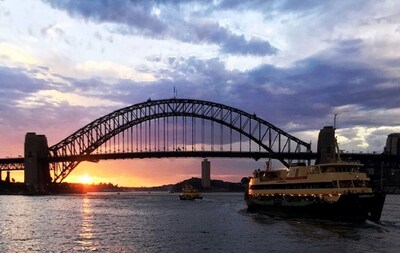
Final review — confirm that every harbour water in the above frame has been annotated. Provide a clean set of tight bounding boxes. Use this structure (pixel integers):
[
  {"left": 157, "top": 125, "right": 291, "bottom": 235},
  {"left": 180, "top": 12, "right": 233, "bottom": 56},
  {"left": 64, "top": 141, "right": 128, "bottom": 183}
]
[{"left": 0, "top": 192, "right": 400, "bottom": 253}]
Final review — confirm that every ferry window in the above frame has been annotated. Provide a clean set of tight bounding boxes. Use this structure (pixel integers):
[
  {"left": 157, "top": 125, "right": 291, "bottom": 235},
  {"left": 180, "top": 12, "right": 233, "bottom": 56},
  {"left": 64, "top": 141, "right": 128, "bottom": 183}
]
[
  {"left": 339, "top": 180, "right": 353, "bottom": 188},
  {"left": 353, "top": 180, "right": 365, "bottom": 187}
]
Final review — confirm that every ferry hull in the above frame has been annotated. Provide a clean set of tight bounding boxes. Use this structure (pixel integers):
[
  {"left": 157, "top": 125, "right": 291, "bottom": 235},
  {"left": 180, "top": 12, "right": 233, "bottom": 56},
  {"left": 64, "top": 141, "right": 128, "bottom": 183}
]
[{"left": 245, "top": 192, "right": 386, "bottom": 222}]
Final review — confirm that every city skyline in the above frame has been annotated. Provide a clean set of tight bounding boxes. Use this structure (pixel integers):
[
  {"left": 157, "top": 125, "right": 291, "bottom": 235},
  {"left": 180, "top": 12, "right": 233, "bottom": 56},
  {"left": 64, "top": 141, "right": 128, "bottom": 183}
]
[{"left": 0, "top": 0, "right": 400, "bottom": 186}]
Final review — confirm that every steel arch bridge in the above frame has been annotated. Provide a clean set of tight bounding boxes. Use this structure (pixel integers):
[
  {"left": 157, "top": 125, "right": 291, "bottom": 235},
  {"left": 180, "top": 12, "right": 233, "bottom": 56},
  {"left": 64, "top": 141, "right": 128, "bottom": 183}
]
[{"left": 49, "top": 98, "right": 311, "bottom": 183}]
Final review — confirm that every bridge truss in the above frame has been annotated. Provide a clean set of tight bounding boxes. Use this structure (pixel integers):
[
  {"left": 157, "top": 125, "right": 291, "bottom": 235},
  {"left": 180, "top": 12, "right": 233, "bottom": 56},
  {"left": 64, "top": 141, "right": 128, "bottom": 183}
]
[{"left": 49, "top": 98, "right": 311, "bottom": 182}]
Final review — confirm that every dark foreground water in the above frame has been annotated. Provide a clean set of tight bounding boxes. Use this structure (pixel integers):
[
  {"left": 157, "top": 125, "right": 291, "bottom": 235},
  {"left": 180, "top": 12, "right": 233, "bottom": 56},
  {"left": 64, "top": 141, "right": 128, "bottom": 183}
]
[{"left": 0, "top": 193, "right": 400, "bottom": 253}]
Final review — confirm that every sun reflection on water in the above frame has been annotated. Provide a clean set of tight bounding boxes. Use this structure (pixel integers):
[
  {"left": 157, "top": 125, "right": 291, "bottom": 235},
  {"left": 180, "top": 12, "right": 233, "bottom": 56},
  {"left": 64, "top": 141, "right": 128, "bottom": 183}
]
[{"left": 76, "top": 196, "right": 98, "bottom": 251}]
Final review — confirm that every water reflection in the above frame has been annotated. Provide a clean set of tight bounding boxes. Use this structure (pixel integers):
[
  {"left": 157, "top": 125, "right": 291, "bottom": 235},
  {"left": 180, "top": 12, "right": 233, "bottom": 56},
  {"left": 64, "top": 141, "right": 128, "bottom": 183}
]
[{"left": 76, "top": 196, "right": 98, "bottom": 251}]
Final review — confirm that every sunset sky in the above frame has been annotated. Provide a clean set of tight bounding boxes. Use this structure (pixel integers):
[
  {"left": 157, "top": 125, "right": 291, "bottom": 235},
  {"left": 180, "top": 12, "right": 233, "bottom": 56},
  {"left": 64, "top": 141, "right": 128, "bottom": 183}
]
[{"left": 0, "top": 0, "right": 400, "bottom": 186}]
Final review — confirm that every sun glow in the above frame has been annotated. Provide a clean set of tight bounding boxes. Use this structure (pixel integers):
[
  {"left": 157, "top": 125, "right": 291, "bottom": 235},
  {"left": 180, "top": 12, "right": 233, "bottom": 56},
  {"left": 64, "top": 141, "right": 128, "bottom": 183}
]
[{"left": 79, "top": 174, "right": 93, "bottom": 184}]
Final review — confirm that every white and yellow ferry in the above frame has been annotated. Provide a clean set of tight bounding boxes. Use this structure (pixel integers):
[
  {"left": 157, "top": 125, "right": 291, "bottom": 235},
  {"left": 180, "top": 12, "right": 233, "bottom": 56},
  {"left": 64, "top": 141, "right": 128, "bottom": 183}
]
[{"left": 245, "top": 126, "right": 385, "bottom": 221}]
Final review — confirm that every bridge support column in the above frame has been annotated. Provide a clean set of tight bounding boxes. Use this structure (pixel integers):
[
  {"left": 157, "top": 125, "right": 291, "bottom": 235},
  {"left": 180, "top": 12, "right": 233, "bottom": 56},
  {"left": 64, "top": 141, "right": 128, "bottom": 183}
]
[
  {"left": 24, "top": 133, "right": 51, "bottom": 194},
  {"left": 201, "top": 159, "right": 211, "bottom": 188}
]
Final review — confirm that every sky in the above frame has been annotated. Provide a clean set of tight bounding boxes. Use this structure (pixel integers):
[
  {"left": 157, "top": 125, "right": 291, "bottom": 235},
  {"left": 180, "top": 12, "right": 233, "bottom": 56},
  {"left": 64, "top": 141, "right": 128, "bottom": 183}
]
[{"left": 0, "top": 0, "right": 400, "bottom": 186}]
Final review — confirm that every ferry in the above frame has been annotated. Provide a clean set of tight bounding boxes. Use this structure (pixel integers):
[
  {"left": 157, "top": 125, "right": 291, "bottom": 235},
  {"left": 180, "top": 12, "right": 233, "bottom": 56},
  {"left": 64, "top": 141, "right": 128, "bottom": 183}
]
[
  {"left": 245, "top": 126, "right": 385, "bottom": 222},
  {"left": 179, "top": 184, "right": 203, "bottom": 200}
]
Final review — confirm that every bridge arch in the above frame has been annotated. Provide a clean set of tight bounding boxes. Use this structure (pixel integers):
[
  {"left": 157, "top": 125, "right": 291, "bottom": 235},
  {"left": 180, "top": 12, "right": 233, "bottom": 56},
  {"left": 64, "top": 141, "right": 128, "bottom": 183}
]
[{"left": 49, "top": 98, "right": 310, "bottom": 182}]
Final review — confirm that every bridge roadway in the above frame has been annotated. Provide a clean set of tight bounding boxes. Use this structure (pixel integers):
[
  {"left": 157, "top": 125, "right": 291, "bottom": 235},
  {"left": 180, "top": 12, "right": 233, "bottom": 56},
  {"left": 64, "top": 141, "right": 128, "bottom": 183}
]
[{"left": 0, "top": 151, "right": 400, "bottom": 171}]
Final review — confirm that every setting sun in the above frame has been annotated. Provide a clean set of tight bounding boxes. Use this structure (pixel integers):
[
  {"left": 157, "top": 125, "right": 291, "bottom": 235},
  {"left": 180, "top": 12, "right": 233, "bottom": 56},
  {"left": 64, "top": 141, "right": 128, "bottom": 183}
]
[{"left": 79, "top": 174, "right": 93, "bottom": 184}]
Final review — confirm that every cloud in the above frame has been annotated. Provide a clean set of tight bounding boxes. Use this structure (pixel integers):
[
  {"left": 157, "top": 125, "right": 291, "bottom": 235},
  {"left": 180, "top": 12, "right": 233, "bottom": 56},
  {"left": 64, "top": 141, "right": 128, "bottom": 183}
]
[
  {"left": 76, "top": 61, "right": 155, "bottom": 82},
  {"left": 42, "top": 0, "right": 278, "bottom": 56}
]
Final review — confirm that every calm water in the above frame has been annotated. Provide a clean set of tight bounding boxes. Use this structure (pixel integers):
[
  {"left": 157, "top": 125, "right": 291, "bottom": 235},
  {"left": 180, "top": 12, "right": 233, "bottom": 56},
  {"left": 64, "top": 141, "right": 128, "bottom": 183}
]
[{"left": 0, "top": 193, "right": 400, "bottom": 253}]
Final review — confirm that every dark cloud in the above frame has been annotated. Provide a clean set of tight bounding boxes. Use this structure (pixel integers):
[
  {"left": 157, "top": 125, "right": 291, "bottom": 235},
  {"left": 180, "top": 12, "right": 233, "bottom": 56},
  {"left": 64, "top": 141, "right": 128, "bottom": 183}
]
[
  {"left": 46, "top": 0, "right": 166, "bottom": 36},
  {"left": 42, "top": 0, "right": 277, "bottom": 56}
]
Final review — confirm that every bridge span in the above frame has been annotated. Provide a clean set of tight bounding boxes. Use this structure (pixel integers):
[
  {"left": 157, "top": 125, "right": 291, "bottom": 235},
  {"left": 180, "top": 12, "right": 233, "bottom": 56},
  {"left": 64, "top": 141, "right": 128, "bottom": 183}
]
[{"left": 0, "top": 98, "right": 398, "bottom": 193}]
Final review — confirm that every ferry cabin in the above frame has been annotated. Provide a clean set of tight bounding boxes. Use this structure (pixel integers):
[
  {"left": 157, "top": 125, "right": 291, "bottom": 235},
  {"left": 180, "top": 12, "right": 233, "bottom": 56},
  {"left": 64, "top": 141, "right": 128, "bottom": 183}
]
[{"left": 248, "top": 162, "right": 372, "bottom": 202}]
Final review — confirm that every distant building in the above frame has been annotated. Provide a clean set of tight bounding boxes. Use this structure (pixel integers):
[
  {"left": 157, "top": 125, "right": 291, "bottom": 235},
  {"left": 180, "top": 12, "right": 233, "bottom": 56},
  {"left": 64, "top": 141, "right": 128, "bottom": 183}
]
[
  {"left": 384, "top": 133, "right": 400, "bottom": 155},
  {"left": 201, "top": 159, "right": 211, "bottom": 188}
]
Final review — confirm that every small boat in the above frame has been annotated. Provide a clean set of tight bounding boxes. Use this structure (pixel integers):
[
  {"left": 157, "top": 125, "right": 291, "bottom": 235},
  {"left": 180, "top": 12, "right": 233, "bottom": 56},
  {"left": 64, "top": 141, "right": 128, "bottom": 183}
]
[
  {"left": 245, "top": 126, "right": 386, "bottom": 222},
  {"left": 179, "top": 184, "right": 203, "bottom": 200}
]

Exercise: Which lines above contain the word "arch"? Return each of those lines in full, counting only matches with the same capitalization.

The solution:
Final review — confirm that every steel arch bridge in the above frame has been annotated. Provide a clean set of tight bounding boxes. Use this structure (pixel integers):
Final review — confirm that every bridge arch in the above frame has been annotated. Provide a clean set of tight bounding boxes. Use this structure (pixel integers):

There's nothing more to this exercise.